_Your assignment:_ Nothing should change. Output the data exactly.

Extracted data section start

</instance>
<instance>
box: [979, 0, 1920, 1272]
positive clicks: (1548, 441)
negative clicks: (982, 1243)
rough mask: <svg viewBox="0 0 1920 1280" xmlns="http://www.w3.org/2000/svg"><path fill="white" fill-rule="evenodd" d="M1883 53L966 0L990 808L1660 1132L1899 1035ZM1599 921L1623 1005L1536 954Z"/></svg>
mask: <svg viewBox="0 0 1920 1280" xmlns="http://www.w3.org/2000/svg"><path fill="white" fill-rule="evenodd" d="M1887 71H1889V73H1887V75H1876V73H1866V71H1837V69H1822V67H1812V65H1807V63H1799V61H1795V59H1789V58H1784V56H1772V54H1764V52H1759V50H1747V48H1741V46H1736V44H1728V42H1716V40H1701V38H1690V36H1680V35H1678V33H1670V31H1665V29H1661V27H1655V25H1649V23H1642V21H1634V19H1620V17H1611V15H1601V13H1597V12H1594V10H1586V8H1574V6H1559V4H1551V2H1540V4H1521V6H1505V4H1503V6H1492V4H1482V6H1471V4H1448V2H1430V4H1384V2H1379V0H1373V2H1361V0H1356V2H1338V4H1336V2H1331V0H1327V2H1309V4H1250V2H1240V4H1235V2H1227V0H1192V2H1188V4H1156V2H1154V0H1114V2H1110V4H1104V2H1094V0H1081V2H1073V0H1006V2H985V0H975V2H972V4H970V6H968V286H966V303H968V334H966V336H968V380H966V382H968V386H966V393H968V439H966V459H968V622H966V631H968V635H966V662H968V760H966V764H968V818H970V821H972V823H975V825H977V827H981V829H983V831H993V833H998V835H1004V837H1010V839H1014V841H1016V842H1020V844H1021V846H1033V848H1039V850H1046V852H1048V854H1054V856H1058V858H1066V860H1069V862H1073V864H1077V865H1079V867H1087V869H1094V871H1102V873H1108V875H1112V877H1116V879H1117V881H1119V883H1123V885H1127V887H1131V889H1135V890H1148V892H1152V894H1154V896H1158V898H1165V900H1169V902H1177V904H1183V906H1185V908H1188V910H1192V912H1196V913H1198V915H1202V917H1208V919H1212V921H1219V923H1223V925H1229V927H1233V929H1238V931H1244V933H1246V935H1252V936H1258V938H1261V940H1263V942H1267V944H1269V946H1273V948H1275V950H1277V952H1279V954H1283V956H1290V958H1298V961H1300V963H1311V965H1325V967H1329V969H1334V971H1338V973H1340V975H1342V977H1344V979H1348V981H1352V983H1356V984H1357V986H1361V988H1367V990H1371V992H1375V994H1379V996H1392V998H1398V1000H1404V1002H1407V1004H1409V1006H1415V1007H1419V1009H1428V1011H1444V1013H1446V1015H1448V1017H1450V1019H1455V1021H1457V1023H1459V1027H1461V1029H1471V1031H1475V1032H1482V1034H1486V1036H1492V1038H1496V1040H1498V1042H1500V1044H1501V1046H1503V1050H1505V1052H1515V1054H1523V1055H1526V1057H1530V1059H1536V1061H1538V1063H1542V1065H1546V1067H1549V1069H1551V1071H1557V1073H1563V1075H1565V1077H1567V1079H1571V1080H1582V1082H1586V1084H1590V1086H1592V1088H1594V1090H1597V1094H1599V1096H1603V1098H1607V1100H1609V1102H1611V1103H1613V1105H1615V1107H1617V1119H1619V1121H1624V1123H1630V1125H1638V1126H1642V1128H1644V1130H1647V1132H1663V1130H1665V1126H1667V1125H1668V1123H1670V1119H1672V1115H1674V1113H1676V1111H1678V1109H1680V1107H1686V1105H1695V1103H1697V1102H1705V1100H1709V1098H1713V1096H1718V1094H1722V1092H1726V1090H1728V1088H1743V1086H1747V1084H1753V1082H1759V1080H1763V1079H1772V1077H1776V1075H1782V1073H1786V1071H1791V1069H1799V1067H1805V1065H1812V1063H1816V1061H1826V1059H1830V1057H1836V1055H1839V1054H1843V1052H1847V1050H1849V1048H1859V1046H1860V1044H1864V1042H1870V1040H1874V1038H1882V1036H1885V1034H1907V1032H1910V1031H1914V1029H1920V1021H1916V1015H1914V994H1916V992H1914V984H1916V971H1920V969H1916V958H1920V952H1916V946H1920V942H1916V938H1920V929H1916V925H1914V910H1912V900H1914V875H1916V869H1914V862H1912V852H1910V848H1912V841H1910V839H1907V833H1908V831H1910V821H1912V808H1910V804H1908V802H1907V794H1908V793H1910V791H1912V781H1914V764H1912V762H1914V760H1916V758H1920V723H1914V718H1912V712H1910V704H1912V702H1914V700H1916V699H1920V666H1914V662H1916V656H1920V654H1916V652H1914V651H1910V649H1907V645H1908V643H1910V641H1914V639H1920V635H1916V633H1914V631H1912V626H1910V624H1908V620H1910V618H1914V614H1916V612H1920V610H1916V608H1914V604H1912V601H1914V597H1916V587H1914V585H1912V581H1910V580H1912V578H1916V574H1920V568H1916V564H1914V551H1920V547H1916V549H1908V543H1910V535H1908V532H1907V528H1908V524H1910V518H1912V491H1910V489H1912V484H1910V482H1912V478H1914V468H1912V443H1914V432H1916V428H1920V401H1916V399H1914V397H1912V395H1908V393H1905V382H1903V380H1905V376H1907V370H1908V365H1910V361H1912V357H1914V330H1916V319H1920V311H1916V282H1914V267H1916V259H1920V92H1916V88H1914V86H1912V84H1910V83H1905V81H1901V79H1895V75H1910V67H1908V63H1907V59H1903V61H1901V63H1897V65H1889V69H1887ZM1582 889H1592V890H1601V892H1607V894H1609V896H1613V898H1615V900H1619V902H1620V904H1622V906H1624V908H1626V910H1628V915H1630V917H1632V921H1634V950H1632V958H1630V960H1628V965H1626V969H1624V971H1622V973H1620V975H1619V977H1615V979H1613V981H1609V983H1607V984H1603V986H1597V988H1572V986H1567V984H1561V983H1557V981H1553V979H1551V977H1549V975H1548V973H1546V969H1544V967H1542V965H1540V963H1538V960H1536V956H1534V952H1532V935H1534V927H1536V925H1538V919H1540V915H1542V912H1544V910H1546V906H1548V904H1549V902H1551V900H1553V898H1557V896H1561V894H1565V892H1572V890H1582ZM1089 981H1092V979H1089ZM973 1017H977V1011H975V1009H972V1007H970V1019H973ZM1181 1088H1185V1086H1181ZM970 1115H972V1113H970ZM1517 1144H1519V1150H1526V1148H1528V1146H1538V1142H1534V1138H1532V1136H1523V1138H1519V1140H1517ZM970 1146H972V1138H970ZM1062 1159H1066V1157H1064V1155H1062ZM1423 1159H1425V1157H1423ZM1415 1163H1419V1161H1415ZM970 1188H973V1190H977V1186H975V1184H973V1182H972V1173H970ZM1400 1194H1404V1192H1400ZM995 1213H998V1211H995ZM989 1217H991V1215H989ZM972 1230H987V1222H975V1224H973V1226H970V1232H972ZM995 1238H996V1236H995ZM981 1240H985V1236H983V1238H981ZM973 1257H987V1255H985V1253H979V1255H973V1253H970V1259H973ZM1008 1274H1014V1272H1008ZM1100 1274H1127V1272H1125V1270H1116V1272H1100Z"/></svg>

Extracted data section end

_Solution to this task:_
</instance>
<instance>
box: [979, 0, 1920, 1272]
positive clicks: (1548, 441)
negative clicks: (982, 1243)
rough mask: <svg viewBox="0 0 1920 1280" xmlns="http://www.w3.org/2000/svg"><path fill="white" fill-rule="evenodd" d="M1883 53L966 0L990 808L1660 1132L1899 1035ZM1599 921L1623 1005L1536 954Z"/></svg>
mask: <svg viewBox="0 0 1920 1280" xmlns="http://www.w3.org/2000/svg"><path fill="white" fill-rule="evenodd" d="M1887 71H1889V73H1887V75H1876V73H1866V71H1837V69H1822V67H1812V65H1807V63H1799V61H1795V59H1789V58H1784V56H1772V54H1764V52H1759V50H1747V48H1741V46H1736V44H1728V42H1716V40H1701V38H1690V36H1680V35H1678V33H1670V31H1665V29H1661V27H1655V25H1649V23H1642V21H1634V19H1620V17H1611V15H1601V13H1597V12H1594V10H1586V8H1574V6H1559V4H1551V2H1540V4H1521V6H1505V4H1503V6H1492V4H1482V6H1471V4H1448V2H1430V4H1384V2H1379V0H1373V2H1361V0H1356V2H1338V4H1336V2H1331V0H1327V2H1309V4H1250V2H1240V4H1235V2H1227V0H1192V2H1188V4H1156V2H1154V0H1114V2H1110V4H1104V2H1094V0H1081V2H1073V0H1006V2H985V0H975V2H972V4H970V6H968V286H966V303H968V334H966V336H968V380H966V382H968V386H966V393H968V439H966V459H968V622H966V631H968V635H966V662H968V760H966V764H968V818H970V821H972V823H975V825H977V827H981V829H983V831H993V833H998V835H1004V837H1010V839H1014V841H1016V842H1020V844H1021V846H1033V848H1039V850H1046V852H1048V854H1054V856H1058V858H1066V860H1069V862H1073V864H1077V865H1079V867H1087V869H1094V871H1102V873H1108V875H1112V877H1116V879H1117V881H1119V883H1123V885H1127V887H1131V889H1135V890H1148V892H1152V894H1154V896H1158V898H1165V900H1169V902H1177V904H1183V906H1185V908H1188V910H1192V912H1196V913H1198V915H1202V917H1208V919H1212V921H1219V923H1223V925H1229V927H1233V929H1238V931H1244V933H1246V935H1252V936H1258V938H1261V940H1263V942H1267V944H1269V946H1273V948H1275V950H1277V952H1279V954H1283V956H1290V958H1298V961H1300V963H1311V965H1325V967H1329V969H1334V971H1338V973H1340V975H1342V977H1344V979H1348V981H1352V983H1356V984H1357V986H1361V988H1367V990H1371V992H1375V994H1379V996H1392V998H1398V1000H1404V1002H1407V1004H1409V1006H1415V1007H1419V1009H1428V1011H1444V1013H1446V1015H1448V1017H1450V1019H1455V1021H1457V1023H1459V1027H1461V1029H1471V1031H1475V1032H1482V1034H1486V1036H1492V1038H1496V1040H1498V1042H1500V1044H1501V1046H1503V1050H1505V1052H1515V1054H1523V1055H1526V1057H1530V1059H1536V1061H1538V1063H1542V1065H1546V1067H1549V1069H1551V1071H1557V1073H1563V1075H1565V1077H1567V1079H1571V1080H1582V1082H1586V1084H1590V1086H1592V1088H1594V1090H1597V1094H1599V1096H1603V1098H1607V1100H1609V1102H1611V1103H1613V1105H1615V1107H1617V1119H1619V1121H1624V1123H1630V1125H1638V1126H1642V1128H1644V1130H1647V1132H1663V1130H1665V1126H1667V1125H1668V1123H1670V1119H1672V1115H1674V1113H1676V1111H1678V1109H1680V1107H1686V1105H1695V1103H1697V1102H1705V1100H1709V1098H1713V1096H1718V1094H1722V1092H1726V1090H1728V1088H1743V1086H1747V1084H1753V1082H1759V1080H1763V1079H1772V1077H1776V1075H1782V1073H1786V1071H1791V1069H1799V1067H1805V1065H1812V1063H1816V1061H1826V1059H1830V1057H1836V1055H1839V1054H1843V1052H1847V1050H1849V1048H1859V1046H1860V1044H1864V1042H1870V1040H1874V1038H1882V1036H1885V1034H1907V1032H1910V1031H1914V1029H1920V1021H1916V1015H1914V994H1916V992H1914V984H1916V971H1920V969H1916V958H1920V952H1916V946H1920V942H1916V938H1920V929H1916V925H1914V910H1912V900H1914V875H1916V869H1914V862H1912V852H1910V848H1912V841H1910V839H1907V833H1908V831H1910V821H1912V808H1910V804H1908V802H1907V794H1908V793H1910V791H1912V781H1914V764H1912V762H1914V760H1916V758H1920V723H1914V718H1912V712H1910V704H1912V702H1914V700H1916V699H1920V666H1914V662H1916V656H1920V654H1916V652H1914V651H1910V649H1907V645H1908V643H1910V641H1914V639H1920V635H1916V633H1914V631H1912V626H1910V624H1908V620H1910V618H1914V614H1916V612H1920V610H1916V608H1914V604H1912V601H1914V597H1916V587H1914V585H1912V581H1910V580H1912V578H1916V574H1920V568H1916V564H1914V551H1920V547H1916V549H1908V543H1910V535H1908V532H1907V528H1908V524H1910V518H1912V491H1910V489H1912V484H1910V482H1912V478H1914V468H1912V443H1914V432H1916V428H1920V401H1916V399H1914V397H1912V395H1908V393H1905V382H1903V380H1905V376H1907V370H1908V365H1910V361H1912V357H1914V330H1916V319H1920V311H1916V282H1914V267H1916V259H1920V92H1916V88H1914V86H1912V84H1910V83H1905V81H1901V79H1895V75H1910V67H1908V63H1907V59H1903V61H1901V63H1897V65H1889V69H1887ZM1582 889H1592V890H1601V892H1607V894H1609V896H1613V898H1615V900H1619V902H1620V904H1622V906H1624V908H1626V910H1628V915H1630V917H1632V921H1634V950H1632V958H1630V960H1628V965H1626V969H1624V971H1622V973H1620V975H1619V977H1615V979H1613V981H1609V983H1607V984H1603V986H1597V988H1572V986H1567V984H1561V983H1557V981H1553V979H1551V977H1549V975H1548V973H1546V969H1544V967H1542V965H1540V963H1538V960H1536V956H1534V952H1532V935H1534V927H1536V925H1538V919H1540V915H1542V912H1544V910H1546V906H1548V904H1549V902H1551V900H1553V898H1557V896H1561V894H1565V892H1572V890H1582ZM1089 981H1092V979H1089ZM973 1017H977V1011H975V1009H972V1007H970V1019H973ZM1181 1088H1185V1086H1181ZM970 1115H972V1113H970ZM1517 1144H1519V1150H1526V1148H1528V1146H1538V1142H1534V1138H1532V1136H1523V1138H1519V1140H1517ZM970 1146H972V1138H970ZM1062 1159H1066V1157H1064V1155H1062ZM1423 1159H1425V1157H1423ZM1415 1163H1419V1161H1415ZM970 1188H973V1190H977V1186H975V1184H973V1182H972V1173H970ZM1400 1194H1404V1192H1400ZM995 1213H998V1211H995ZM989 1217H991V1215H989ZM972 1230H987V1222H975V1224H973V1226H970V1232H972ZM995 1238H996V1236H995ZM981 1240H985V1236H983V1238H981ZM973 1257H987V1255H985V1253H979V1255H973V1253H970V1259H973ZM1008 1274H1014V1272H1008ZM1100 1274H1127V1272H1125V1270H1116V1272H1100Z"/></svg>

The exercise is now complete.